** WHAT THE TASK REQUIRES **
Repeat the lines of the listing below exactly, starting at the line that contains "Where can the driver" and running through the last line, both included, and only those.
━━━━━━━━
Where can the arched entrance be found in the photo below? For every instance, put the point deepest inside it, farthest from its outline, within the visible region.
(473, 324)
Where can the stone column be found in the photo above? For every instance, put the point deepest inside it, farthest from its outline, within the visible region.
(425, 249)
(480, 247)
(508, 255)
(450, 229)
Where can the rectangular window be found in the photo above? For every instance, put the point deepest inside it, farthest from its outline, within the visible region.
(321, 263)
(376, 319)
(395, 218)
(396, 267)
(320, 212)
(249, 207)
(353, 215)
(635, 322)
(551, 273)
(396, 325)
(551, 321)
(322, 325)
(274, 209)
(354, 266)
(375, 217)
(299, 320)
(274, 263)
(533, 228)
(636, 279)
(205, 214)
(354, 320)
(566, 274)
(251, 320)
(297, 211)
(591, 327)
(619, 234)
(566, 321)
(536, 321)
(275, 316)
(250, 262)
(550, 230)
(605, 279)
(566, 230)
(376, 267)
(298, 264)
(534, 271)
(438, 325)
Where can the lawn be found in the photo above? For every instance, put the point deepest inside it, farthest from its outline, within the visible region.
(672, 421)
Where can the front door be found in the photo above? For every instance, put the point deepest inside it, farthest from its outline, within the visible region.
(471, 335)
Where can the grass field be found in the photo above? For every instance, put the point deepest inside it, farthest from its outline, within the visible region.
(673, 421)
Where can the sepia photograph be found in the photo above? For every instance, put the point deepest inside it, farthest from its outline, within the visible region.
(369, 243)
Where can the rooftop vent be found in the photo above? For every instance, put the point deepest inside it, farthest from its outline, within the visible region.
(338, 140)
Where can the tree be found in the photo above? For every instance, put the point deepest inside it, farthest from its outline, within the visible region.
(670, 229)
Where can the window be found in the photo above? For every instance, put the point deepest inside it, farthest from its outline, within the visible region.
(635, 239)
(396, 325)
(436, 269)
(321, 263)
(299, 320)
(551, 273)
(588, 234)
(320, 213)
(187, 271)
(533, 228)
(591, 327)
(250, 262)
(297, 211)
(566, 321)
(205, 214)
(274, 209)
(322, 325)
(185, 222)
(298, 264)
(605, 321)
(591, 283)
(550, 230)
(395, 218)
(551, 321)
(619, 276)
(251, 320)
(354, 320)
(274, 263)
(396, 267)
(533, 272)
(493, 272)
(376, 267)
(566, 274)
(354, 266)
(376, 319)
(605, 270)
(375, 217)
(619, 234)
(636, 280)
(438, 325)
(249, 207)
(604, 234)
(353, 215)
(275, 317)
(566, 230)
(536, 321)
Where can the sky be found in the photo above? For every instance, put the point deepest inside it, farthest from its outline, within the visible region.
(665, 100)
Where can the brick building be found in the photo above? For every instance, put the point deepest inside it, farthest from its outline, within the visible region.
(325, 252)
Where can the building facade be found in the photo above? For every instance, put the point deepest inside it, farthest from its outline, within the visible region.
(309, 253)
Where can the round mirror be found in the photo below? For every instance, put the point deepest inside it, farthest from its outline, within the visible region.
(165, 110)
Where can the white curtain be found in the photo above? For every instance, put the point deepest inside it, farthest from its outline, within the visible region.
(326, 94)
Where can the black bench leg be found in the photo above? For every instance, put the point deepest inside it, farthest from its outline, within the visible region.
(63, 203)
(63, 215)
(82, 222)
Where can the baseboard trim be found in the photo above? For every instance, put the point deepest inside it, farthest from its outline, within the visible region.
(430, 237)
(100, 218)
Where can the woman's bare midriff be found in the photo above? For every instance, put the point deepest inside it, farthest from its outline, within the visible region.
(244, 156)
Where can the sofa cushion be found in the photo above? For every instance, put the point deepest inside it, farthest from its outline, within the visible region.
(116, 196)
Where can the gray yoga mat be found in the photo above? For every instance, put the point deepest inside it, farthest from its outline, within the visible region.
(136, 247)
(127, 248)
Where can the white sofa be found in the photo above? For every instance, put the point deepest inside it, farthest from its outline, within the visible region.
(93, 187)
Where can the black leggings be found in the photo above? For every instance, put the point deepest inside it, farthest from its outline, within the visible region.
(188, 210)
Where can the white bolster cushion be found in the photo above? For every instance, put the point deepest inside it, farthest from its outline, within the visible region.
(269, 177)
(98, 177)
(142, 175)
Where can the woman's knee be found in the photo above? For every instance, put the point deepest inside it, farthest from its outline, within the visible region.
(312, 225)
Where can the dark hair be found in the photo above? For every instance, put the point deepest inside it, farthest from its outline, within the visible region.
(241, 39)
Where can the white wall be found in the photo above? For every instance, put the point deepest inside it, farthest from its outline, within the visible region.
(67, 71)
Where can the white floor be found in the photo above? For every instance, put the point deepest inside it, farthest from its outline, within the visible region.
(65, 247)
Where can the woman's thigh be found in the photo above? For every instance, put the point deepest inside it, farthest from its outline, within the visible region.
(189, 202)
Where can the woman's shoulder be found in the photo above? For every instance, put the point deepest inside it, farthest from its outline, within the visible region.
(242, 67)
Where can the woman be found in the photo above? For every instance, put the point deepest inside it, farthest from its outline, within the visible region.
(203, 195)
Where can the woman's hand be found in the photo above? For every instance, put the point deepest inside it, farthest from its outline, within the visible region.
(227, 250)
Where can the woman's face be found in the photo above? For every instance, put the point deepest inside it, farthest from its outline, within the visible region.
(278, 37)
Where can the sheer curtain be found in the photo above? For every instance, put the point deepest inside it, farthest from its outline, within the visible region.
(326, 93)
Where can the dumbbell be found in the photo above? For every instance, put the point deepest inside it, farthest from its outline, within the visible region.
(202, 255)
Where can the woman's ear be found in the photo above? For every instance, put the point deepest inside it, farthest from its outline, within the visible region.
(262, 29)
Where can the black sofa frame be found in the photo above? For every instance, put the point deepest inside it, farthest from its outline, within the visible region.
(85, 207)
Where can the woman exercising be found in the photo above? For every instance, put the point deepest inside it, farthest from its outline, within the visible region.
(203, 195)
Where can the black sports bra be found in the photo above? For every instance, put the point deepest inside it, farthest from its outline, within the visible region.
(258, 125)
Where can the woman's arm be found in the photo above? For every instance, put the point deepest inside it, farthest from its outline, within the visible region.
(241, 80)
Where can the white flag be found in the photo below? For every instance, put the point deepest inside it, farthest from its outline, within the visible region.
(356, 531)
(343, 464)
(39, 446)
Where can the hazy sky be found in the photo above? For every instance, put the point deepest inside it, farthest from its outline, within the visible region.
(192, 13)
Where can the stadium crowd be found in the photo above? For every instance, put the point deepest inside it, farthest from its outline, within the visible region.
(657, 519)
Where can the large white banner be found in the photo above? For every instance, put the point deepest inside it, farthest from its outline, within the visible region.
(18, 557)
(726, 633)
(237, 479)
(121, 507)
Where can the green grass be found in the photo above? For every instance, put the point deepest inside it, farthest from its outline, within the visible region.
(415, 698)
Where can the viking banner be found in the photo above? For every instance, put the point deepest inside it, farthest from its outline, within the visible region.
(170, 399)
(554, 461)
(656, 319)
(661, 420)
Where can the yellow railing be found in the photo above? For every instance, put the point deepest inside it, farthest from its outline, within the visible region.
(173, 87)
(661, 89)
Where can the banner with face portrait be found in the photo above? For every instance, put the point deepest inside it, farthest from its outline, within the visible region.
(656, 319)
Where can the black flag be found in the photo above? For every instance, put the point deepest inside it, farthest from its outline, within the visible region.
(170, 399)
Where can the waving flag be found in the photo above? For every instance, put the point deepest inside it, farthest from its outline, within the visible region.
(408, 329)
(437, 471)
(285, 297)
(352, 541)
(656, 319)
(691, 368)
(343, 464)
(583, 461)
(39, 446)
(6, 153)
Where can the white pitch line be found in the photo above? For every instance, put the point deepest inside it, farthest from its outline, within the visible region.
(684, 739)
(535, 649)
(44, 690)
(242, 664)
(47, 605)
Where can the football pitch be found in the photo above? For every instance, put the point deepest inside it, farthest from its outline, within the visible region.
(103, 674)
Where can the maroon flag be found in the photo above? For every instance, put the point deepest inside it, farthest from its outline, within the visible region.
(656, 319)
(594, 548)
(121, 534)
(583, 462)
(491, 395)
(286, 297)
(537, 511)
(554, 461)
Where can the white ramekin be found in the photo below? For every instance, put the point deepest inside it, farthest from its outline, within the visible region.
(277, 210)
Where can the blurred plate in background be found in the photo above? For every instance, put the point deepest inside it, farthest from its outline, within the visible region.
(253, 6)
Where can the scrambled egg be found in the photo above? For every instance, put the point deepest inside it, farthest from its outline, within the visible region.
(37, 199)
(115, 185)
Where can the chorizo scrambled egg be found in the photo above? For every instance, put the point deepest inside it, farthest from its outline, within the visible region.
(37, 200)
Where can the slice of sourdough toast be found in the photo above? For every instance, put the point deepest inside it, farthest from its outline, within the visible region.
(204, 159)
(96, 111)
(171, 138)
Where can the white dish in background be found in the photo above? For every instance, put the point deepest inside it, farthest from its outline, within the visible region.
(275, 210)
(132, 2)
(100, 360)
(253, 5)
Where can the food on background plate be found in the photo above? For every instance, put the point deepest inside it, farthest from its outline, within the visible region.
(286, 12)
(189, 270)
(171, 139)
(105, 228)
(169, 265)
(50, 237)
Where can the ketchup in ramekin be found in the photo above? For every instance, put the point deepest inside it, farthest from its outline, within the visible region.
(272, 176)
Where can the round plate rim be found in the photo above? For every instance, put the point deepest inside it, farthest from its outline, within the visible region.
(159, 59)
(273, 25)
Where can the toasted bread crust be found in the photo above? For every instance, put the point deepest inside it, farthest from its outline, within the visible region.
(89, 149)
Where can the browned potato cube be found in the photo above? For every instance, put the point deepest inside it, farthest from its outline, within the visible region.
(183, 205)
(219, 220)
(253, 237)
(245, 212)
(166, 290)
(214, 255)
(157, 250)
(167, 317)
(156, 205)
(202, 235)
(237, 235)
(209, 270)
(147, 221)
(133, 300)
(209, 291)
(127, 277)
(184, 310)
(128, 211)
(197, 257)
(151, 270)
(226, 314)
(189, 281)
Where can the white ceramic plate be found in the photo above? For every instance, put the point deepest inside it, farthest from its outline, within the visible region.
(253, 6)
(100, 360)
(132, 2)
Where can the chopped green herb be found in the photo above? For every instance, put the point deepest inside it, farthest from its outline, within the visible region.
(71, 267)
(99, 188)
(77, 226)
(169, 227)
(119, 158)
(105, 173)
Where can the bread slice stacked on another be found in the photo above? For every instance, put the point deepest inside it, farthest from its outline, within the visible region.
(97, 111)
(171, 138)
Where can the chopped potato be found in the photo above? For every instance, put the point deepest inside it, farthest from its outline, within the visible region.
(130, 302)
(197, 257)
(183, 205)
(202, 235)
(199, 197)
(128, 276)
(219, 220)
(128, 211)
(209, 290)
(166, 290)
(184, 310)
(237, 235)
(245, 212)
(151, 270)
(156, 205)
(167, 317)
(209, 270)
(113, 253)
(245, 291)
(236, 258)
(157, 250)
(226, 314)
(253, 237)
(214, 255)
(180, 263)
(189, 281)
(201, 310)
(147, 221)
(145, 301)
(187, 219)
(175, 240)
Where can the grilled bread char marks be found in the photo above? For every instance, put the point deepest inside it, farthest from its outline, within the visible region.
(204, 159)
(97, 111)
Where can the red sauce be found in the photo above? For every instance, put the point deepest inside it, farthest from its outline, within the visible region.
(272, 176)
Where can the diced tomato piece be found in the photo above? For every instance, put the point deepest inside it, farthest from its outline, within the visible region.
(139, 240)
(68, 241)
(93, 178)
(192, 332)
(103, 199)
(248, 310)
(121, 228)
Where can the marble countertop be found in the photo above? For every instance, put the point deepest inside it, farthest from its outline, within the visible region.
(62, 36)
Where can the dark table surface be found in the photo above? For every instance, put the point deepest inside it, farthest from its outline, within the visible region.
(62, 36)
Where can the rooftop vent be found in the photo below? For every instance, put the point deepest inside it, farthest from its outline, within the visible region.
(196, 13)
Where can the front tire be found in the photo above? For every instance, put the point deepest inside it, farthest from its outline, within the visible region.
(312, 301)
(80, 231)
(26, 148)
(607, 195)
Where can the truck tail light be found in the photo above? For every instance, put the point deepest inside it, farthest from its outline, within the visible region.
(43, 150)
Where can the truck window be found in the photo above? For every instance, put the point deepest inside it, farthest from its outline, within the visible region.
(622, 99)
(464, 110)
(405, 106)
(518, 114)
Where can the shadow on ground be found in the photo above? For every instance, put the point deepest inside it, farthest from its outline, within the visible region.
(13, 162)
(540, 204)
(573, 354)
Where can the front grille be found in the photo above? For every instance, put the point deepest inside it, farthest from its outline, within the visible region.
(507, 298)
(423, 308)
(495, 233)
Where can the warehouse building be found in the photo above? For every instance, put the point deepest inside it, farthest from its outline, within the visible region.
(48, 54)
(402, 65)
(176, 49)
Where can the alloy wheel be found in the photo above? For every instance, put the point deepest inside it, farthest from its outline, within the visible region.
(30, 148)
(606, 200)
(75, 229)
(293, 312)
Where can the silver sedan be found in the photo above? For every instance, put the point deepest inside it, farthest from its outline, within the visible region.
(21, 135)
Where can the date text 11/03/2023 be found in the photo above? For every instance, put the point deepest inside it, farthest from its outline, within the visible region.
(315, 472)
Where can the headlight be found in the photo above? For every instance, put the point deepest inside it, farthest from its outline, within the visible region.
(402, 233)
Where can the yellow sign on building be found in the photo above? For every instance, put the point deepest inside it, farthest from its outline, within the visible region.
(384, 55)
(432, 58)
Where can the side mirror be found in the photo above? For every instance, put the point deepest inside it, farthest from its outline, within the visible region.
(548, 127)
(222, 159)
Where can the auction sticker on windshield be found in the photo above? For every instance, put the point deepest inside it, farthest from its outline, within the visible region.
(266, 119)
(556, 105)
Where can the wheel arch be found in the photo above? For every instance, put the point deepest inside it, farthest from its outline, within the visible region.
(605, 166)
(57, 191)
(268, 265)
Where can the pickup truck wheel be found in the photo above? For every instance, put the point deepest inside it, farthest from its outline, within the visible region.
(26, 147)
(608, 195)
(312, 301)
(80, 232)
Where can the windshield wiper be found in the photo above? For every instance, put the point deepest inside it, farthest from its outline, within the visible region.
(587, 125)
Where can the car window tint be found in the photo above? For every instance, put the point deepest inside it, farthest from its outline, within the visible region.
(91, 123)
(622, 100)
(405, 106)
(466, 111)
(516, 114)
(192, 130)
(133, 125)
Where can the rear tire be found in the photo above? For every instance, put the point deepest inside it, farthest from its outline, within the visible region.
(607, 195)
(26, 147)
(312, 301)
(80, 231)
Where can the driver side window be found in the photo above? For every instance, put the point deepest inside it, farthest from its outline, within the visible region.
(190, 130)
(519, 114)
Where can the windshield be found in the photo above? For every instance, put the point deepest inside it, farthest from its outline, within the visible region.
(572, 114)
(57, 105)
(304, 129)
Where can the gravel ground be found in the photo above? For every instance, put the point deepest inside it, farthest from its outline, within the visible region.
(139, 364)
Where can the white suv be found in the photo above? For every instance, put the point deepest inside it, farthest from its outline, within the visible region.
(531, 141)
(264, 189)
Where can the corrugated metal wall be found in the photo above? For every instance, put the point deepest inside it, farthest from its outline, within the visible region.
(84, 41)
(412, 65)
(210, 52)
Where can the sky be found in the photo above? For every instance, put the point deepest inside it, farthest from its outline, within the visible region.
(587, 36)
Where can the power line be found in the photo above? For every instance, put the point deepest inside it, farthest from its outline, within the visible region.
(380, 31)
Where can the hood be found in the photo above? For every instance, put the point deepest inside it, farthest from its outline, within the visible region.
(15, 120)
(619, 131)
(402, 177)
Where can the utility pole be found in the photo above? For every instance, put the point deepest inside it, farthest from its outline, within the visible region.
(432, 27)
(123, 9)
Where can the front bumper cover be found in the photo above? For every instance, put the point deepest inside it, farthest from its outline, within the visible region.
━━━━━━━━
** RESULT OF THE TASK **
Where can the driver side window be found in the photo above? For every instance, put the point deepest inside it, farthest from its outline, within the visible region.
(190, 130)
(519, 114)
Where can the windshield be found in the photo above? For every instance, put the point deepest inside it, farthest from its outline, within the visible region.
(572, 114)
(57, 105)
(304, 129)
Where can the gravel ground be found in the photo above? For every instance, put the point deepest inside it, farthest from its outline, within the visible region.
(139, 364)
Where can the white suv be found in the photo above? For every instance, put the point deepest inside it, farthest from its outline, within the visible region.
(531, 141)
(264, 189)
Where can the corrugated metal wall be found in the photo above? For every instance, put the point deepest inside it, farthest from its outline, within the visible region.
(84, 41)
(412, 65)
(210, 52)
Where can the sky be found in the photo above? For every instance, put the point deepest inside it, farthest from its outline, within the visible region.
(587, 36)
Where can the power line be found in the photo above? For every instance, put the point deepest inside it, farthest from its outline, within the visible region.
(380, 31)
Where can the hood be found in the photo above? For every instance, put the point deepest inside it, farthest from its outline, within the visible region.
(15, 120)
(619, 131)
(402, 177)
Where can the utility pole be found in the photo above? For every instance, put the point deepest inside it, farthest from its outline, within the visible region.
(432, 27)
(123, 9)
Where can the front bumper cover be found in the photo above? For every instance, put the point deepest inside it, farthest from its outline, within the visible region.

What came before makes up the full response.